# [FRAGMENTO SELECCIONADO]
##############################

La corrupción ha sido muchas veces identificada como un problema que afecta las economías de los países pobres o en desarrollo, y esto desde un enfoque meramente economicista tiene absoluto sentido. El dinero del fisco desviado a particulares pudo servir para mejorar los sueldos de los funcionarios públicos (otro factor de la vigencia de la corrupción en los espacios de la administración pública, ha sido históricamente los magros ingresos que sus trabajadores perciben) o para construir carreteras o escuelas. A menudo, los estudiosos del fenómeno de la corrupción en los Estados, identifican su expansión con el deterioro que sufren las arcas públicas.

##############################

[Entradas de datos extraídas]
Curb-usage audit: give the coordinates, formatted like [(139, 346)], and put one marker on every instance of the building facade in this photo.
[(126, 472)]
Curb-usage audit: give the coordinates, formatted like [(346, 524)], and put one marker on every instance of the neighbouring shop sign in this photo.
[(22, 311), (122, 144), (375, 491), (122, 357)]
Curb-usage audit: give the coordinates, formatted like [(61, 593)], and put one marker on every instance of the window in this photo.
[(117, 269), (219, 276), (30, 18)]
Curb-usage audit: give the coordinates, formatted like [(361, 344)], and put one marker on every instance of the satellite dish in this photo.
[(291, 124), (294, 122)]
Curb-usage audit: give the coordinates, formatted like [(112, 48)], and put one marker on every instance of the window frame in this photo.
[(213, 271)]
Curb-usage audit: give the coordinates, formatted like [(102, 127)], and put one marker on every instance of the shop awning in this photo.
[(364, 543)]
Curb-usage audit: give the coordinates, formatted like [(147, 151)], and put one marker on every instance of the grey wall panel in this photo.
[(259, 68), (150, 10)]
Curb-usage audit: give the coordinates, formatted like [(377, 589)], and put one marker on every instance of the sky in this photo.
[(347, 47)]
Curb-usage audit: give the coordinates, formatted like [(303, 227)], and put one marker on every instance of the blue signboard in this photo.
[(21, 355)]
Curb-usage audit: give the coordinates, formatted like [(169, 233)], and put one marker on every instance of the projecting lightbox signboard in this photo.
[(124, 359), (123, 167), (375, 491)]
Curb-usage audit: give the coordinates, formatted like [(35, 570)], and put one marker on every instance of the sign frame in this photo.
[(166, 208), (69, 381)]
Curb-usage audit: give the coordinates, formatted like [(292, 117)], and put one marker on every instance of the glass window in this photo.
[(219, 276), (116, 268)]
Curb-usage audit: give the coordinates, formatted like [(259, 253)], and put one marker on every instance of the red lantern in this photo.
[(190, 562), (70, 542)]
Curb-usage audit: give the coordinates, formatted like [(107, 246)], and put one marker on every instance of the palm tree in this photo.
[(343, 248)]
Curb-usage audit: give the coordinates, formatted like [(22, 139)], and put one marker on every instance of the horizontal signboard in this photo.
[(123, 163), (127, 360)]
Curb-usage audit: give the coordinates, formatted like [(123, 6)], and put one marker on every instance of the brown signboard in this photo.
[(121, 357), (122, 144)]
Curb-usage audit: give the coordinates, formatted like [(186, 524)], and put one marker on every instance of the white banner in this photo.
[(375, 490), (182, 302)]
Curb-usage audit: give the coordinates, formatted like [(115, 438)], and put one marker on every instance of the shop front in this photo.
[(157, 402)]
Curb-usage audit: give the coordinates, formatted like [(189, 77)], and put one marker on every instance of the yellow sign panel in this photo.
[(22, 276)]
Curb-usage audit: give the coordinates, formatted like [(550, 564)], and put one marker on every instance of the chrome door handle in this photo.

##############################

# [COMPLETE LO SIGUIENTE]
A. Reproduzca tal cual el texto sobre la corrupción: comience en las palabras que contienen "La corrupción ha" y deténgase después de "las arcas públicas.".
B. Redacte la continuación del texto sobre la corrupción a partir de su última oración.
Los registros proceden de otra fuente.

# [RESPUESTAS POR TAREA]
A.
La corrupción ha sido muchas veces identificada como un problema que afecta las economías de los países pobres o en desarrollo, y esto desde un enfoque meramente economicista tiene absoluto sentido. El dinero del fisco desviado a particulares pudo servir para mejorar los sueldos de los funcionarios públicos (otro factor de la vigencia de la corrupción en los espacios de la administración pública, ha sido históricamente los magros ingresos que sus trabajadores perciben) o para construir carreteras o escuelas. A menudo, los estudiosos del fenómeno de la corrupción en los Estados, identifican su expansión con el deterioro que sufren las arcas públicas.

B.
Hay, sin embargo, una dimensión de la corrupción que no ha sido lo suficientemente estudiada o analizada: la pequeña corrupción o corrupción administrativa. Esta, a diferencia de la gran corrupción, que puede cuantificarse con exactitud en la defraudación de caudales públicos, compromete un valor esencial de la democracia: el correcto funcionamiento de la administración pública. Esto no quiere decir que los casos de gran corrupción no entrañen una intensa afectación al ideal de comportamiento de los representantes del Estado, pero frente al impacto de las cantidades de dinero dilapidadas, esa distorsión queda ensombrecida.

El mal funcionamiento de la administración pública, sin embargo, no es -en definitiva- un efecto poco pernicioso de la corrupción. Veamos, cuando nos encontramos en los espacios de mayor interacción entre ciudadanos y funcionarios públicos, vale decir, cuando el ciudadano acude a una instancia pública a solicitar la provisión de algún servicio, o más claramente, cuando el ciudadano pretende ejercer algún derecho cuyo cumplimiento debe garantizar el Estado, la corrupción provoca la suspensión de ese derecho, su absoluto desconocimiento, y del otro lado, la abdicación del Estado de cumplir con su obligación constitucional de asegurarlos.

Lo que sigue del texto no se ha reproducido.